§ WHAT THIS TASK INVOLVES
Quote the material exactly from the line that contains "Point out the distant green" through its last line. Any pictures are to be left out.

Excerpts of pointing data:
Start

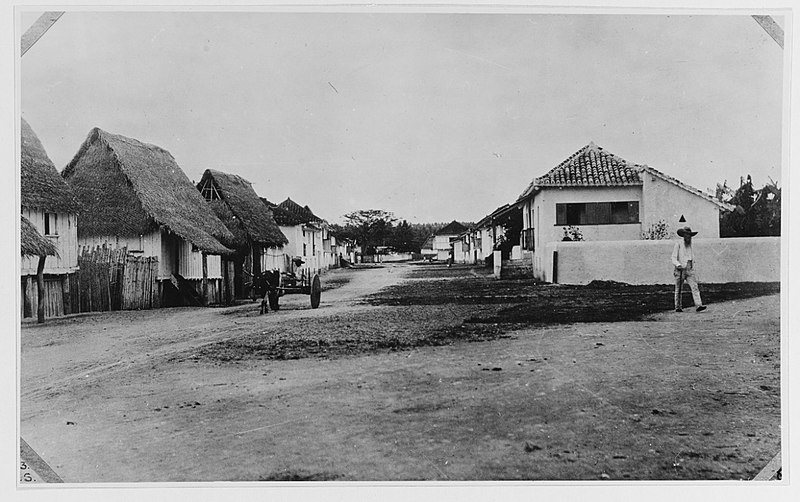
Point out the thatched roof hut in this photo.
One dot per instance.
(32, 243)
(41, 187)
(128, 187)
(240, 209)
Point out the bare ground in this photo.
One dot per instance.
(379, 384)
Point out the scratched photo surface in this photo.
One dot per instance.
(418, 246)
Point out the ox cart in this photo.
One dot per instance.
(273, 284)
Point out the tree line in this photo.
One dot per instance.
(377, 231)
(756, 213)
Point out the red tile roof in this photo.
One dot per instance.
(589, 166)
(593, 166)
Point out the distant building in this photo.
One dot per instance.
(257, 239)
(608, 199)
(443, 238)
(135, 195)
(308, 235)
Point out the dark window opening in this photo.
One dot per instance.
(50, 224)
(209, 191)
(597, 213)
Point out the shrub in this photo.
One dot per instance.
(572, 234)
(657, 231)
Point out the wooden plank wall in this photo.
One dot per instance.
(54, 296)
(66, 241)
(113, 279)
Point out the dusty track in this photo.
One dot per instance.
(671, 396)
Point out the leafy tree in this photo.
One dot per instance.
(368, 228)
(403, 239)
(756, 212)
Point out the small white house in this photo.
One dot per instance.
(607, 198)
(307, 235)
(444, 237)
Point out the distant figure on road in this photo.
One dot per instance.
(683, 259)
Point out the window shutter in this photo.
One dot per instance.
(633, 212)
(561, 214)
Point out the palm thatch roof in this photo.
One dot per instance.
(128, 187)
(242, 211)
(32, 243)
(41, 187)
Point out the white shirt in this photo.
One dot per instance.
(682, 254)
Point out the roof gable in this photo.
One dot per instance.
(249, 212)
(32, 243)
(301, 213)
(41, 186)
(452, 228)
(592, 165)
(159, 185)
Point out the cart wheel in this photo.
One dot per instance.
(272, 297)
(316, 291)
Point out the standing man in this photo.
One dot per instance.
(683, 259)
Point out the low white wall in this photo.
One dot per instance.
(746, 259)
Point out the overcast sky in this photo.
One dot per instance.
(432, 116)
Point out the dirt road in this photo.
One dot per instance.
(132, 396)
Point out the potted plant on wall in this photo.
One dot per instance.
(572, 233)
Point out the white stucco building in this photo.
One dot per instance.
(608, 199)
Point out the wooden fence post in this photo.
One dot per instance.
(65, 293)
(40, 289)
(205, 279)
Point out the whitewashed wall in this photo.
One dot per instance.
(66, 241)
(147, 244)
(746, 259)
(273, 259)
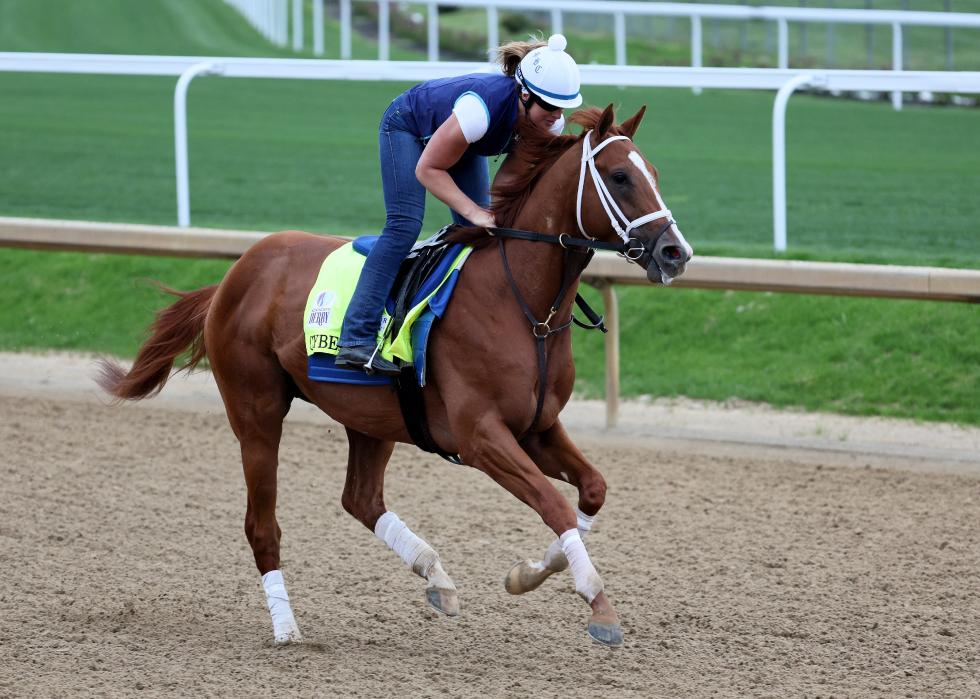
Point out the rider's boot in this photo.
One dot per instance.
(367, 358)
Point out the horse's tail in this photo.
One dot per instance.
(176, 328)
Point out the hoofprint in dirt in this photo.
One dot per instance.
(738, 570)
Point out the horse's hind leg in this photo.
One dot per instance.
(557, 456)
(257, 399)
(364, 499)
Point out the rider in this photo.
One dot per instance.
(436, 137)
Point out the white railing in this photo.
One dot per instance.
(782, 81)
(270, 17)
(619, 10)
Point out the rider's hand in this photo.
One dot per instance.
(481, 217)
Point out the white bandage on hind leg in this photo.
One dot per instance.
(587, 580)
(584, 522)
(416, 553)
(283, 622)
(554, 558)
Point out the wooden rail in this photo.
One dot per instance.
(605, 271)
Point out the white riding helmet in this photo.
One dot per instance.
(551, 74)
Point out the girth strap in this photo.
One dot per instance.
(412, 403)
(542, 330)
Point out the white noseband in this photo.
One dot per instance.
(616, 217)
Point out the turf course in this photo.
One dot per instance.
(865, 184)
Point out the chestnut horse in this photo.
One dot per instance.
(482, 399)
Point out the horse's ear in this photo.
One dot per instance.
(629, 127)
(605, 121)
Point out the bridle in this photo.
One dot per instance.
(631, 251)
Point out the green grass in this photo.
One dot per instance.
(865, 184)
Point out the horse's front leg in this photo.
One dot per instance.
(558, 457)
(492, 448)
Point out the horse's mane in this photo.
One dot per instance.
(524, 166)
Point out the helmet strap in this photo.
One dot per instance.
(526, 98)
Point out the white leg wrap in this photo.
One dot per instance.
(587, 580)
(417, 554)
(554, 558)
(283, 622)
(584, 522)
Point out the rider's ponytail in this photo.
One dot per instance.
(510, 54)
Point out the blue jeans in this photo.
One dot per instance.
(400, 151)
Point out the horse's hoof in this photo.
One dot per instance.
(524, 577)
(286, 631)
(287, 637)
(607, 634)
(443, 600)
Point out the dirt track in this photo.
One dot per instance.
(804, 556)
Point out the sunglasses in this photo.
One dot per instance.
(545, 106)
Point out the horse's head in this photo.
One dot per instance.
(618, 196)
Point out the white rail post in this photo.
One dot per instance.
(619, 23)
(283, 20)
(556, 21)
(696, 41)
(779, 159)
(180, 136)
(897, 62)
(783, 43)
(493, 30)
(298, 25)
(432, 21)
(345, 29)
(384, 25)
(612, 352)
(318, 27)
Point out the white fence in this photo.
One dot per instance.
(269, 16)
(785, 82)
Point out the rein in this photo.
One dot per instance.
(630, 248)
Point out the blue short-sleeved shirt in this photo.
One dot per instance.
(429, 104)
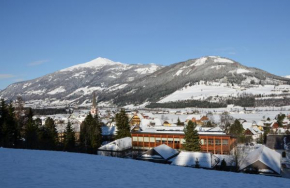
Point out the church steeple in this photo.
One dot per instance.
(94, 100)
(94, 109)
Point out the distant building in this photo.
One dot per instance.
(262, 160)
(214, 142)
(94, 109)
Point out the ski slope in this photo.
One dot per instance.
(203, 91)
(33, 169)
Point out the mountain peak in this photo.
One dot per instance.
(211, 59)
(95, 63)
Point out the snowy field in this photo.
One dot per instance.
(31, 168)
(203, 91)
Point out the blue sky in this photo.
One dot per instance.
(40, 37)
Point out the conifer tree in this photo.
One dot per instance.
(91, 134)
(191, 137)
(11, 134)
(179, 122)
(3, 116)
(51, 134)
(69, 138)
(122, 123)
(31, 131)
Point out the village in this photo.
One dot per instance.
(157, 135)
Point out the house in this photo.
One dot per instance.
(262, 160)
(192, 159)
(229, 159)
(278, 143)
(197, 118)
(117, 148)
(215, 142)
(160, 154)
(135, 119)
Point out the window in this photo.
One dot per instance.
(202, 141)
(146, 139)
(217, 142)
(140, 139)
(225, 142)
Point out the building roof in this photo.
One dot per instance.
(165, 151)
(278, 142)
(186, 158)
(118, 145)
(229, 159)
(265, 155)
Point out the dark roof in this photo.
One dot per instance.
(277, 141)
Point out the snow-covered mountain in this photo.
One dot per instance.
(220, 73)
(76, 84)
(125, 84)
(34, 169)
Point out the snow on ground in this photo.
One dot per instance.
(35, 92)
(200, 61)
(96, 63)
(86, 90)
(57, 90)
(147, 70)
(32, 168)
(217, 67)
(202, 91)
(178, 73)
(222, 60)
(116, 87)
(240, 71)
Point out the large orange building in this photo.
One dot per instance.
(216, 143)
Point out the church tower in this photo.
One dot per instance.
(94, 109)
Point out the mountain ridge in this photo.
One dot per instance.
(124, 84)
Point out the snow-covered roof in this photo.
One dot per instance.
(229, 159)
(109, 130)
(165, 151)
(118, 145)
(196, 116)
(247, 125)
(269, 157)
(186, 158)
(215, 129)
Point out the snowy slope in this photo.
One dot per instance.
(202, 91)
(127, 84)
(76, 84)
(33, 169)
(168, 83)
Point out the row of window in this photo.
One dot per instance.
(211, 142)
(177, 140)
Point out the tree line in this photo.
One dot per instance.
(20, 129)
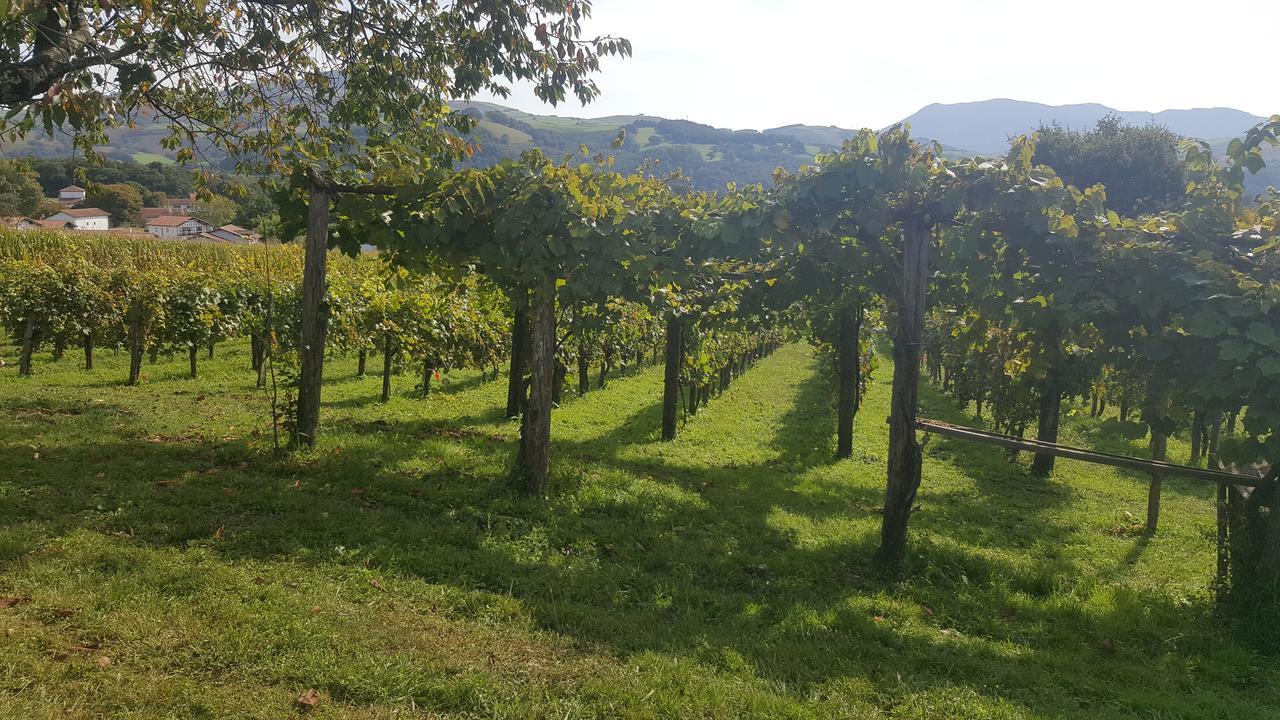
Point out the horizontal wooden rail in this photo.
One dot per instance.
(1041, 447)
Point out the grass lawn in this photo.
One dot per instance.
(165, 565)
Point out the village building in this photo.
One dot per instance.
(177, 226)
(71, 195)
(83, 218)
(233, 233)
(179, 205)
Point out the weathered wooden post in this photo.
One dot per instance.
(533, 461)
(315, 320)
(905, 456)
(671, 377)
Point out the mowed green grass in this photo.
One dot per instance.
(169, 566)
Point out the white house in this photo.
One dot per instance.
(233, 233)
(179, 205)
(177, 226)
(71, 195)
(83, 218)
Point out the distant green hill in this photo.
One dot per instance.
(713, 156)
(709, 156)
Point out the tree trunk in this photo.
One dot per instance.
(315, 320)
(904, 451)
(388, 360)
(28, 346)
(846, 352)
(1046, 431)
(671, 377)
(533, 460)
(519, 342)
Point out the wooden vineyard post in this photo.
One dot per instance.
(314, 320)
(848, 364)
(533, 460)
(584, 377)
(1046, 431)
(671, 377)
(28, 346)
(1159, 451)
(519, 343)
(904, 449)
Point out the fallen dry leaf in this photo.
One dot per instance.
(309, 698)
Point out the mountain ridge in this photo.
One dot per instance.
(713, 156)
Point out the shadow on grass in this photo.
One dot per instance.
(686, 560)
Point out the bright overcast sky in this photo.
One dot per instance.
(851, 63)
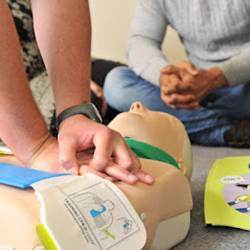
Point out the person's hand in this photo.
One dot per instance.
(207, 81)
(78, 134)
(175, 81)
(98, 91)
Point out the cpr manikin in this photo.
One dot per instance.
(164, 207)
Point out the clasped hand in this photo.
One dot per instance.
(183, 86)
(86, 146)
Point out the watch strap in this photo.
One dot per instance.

End

§ RESPONSE BELOW
Point out the distant green hill in this photo.
One dot per instance.
(713, 156)
(709, 156)
Point out the tree trunk in this photo.
One dot per instance.
(315, 320)
(904, 451)
(388, 360)
(28, 346)
(846, 352)
(1046, 431)
(671, 377)
(533, 460)
(519, 342)
Point out the wooden vineyard post in this photo.
One dot per instance.
(314, 320)
(848, 364)
(533, 460)
(584, 377)
(1046, 431)
(671, 377)
(28, 346)
(1159, 451)
(519, 343)
(904, 449)
Point out the fallen dry leaf in this photo.
One dot per instance.
(309, 698)
Point out the mountain ridge in this photo.
One dot per instance.
(713, 156)
Point out the shadow on grass in this photo.
One dot per instance.
(686, 560)
Point out the bright overcast sky in this photo.
One dot per instance.
(851, 63)
Point out the person's hand in this photo.
One dot per instance.
(207, 81)
(78, 134)
(175, 81)
(98, 91)
Point out the cpr manikin in this photo.
One dot per instance.
(164, 207)
Point out the clasped hand in this photo.
One dot per instance.
(183, 86)
(86, 146)
Point out the watch strap in this photo.
One dot per instance.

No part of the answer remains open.